BEGIN

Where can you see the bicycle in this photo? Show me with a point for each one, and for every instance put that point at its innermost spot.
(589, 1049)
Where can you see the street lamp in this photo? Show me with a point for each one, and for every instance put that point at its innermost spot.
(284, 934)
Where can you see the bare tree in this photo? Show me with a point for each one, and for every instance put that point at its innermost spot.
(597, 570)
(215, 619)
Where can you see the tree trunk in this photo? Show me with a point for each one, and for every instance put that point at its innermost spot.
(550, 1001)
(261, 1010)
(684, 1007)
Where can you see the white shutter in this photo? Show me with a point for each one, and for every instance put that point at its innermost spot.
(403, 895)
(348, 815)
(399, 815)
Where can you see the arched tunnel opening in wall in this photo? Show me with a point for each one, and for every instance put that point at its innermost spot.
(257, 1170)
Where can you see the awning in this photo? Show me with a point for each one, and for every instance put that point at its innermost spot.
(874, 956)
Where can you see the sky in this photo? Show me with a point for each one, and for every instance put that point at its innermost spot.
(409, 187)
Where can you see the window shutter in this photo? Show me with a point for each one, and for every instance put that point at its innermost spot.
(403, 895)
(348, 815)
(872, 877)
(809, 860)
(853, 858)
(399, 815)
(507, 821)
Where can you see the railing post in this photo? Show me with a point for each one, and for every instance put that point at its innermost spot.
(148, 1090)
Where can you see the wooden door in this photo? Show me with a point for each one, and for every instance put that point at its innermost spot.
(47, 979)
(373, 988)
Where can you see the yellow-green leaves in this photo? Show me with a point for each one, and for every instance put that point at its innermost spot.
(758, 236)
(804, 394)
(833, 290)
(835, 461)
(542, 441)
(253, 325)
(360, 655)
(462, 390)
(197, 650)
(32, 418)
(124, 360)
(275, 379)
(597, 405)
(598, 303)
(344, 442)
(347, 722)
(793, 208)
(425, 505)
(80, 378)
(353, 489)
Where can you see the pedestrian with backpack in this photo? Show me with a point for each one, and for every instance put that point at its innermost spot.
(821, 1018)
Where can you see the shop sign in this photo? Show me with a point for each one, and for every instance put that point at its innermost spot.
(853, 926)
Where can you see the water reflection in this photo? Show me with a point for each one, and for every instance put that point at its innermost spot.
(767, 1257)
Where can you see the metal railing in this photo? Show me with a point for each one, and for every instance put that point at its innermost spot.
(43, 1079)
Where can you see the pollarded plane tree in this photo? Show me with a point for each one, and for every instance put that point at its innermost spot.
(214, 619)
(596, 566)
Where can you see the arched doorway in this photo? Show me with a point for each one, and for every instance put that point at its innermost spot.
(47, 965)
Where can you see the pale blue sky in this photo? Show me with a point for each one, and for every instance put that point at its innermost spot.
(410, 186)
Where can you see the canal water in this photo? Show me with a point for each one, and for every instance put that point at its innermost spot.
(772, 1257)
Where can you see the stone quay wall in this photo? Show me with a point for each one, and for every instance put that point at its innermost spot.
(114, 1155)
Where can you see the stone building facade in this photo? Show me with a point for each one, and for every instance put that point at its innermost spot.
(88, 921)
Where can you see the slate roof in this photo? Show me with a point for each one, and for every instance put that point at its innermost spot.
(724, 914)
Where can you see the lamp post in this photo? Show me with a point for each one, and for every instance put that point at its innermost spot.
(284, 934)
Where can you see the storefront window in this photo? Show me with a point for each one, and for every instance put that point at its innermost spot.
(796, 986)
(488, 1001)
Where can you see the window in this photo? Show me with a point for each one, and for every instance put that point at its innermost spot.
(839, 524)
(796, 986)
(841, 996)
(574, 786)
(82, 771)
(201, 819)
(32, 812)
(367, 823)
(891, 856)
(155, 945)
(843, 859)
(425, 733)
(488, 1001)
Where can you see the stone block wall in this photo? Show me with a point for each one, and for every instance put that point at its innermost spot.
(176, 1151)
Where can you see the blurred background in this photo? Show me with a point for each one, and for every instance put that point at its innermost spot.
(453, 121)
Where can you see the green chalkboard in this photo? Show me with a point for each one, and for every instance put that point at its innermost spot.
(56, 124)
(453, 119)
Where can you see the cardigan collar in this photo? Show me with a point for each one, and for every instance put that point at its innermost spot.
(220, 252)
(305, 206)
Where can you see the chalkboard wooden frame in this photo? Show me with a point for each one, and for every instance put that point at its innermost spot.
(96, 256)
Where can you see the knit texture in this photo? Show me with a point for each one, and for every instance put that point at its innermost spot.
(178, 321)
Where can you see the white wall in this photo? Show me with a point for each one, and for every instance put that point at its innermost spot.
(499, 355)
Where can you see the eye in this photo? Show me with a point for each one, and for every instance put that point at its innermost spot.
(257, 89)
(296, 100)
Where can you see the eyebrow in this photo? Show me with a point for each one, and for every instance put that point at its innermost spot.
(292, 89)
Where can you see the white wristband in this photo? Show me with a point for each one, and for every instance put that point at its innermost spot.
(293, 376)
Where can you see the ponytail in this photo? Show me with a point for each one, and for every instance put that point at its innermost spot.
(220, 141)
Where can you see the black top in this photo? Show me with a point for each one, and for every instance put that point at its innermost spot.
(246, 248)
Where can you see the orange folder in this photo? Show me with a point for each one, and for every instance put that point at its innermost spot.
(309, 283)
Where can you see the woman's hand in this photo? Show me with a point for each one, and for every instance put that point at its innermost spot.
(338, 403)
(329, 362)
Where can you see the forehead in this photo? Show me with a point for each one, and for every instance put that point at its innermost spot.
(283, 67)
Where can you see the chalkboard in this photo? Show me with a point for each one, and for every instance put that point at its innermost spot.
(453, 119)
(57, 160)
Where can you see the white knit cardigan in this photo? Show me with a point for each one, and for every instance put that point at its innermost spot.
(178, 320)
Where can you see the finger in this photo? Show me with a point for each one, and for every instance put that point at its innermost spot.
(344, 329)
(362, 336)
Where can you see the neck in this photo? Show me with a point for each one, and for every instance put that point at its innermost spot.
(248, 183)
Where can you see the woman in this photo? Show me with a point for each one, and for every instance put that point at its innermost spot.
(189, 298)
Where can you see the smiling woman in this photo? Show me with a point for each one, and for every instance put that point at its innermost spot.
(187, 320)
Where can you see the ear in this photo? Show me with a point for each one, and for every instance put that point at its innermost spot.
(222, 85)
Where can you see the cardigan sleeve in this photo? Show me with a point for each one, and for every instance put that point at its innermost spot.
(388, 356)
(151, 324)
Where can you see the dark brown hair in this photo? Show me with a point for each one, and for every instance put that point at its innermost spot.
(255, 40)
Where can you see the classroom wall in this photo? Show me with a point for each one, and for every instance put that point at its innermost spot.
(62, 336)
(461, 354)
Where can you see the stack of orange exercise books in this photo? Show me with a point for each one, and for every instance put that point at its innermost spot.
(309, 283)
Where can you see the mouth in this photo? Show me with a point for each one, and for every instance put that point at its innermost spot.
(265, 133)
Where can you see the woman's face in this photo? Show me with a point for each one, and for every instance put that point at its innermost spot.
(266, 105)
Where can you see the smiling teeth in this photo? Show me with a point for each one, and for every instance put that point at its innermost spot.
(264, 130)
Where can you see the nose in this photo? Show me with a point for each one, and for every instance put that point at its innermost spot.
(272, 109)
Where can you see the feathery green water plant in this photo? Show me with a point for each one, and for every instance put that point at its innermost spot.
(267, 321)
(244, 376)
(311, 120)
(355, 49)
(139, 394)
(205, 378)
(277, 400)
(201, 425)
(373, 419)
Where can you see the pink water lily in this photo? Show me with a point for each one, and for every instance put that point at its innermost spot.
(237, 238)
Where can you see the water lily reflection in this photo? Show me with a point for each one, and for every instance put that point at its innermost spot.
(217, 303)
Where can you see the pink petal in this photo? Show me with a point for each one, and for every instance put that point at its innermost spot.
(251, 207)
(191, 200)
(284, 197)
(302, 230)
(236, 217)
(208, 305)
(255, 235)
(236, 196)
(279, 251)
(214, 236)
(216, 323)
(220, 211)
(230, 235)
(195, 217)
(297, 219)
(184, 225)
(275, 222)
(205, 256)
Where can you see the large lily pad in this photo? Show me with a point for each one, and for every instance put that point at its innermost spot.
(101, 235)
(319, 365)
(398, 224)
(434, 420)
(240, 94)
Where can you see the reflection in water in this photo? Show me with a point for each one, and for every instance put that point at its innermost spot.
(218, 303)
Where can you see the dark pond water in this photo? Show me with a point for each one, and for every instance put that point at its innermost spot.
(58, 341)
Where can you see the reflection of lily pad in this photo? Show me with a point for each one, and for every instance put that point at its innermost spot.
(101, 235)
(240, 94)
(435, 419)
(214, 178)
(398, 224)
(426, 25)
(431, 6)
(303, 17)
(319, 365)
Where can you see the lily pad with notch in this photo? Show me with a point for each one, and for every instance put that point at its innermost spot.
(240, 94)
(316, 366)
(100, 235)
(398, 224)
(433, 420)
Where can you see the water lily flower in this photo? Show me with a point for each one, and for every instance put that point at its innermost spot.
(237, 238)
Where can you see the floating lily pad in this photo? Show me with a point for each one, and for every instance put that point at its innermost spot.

END

**What is asked:**
Can you copy out, word for word, the stretch of the listing above from its first line through the line containing "(257, 1170)", with both of those lines included?

**Task answer:**
Where can you see the bicycle in this photo? Show me with a point for each one, and for every instance put that point at its innermost spot.
(589, 1049)
Where can you see the street lamp in this photo? Show me with a point for each one, and for every instance put that point at its innermost spot.
(284, 934)
Where can you see the bare tree in this photo? Show me with a point for each one, and for every instance put that point at its innermost spot.
(597, 570)
(215, 619)
Where can you see the tree trunk in this photo? Show me with a point for each one, and for every instance put that point at its innermost spot.
(550, 1001)
(261, 1010)
(684, 1007)
Where can you see the white shutter in this photo? Show me with a point for each one, and for every instance put that point at its innermost spot.
(403, 895)
(348, 815)
(399, 815)
Where can you see the arched tunnel opening in wall in this photo? Show me with a point for each one, and for every instance put that point at its innermost spot.
(257, 1170)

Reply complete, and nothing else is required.